* Your task *
When counting, include every line of the data that holds "query", then state the total alone.
__________________________________________________
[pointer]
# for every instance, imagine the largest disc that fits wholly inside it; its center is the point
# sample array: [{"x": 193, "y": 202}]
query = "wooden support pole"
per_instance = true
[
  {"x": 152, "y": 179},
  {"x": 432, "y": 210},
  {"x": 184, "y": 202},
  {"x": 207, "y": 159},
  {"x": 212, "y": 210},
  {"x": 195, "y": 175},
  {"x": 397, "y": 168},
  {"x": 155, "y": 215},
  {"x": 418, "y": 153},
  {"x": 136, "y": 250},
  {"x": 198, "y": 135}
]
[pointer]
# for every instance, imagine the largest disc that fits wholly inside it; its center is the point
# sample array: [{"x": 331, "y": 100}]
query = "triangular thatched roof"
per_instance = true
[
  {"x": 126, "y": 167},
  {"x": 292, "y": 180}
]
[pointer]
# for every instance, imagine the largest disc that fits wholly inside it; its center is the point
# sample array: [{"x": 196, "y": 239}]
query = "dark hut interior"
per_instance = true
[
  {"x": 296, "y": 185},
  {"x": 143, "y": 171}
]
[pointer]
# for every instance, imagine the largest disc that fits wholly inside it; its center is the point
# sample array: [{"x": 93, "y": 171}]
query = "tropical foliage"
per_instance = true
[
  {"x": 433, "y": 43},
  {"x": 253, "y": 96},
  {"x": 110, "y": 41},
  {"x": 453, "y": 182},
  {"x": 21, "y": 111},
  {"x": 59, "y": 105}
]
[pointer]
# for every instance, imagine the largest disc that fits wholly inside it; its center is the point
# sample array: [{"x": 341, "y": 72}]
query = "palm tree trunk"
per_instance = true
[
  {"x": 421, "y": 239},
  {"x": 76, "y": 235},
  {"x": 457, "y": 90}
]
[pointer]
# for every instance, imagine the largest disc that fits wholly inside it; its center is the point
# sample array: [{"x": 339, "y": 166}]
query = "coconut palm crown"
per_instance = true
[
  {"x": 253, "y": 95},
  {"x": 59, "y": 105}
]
__________________________________________________
* Result of this exercise *
6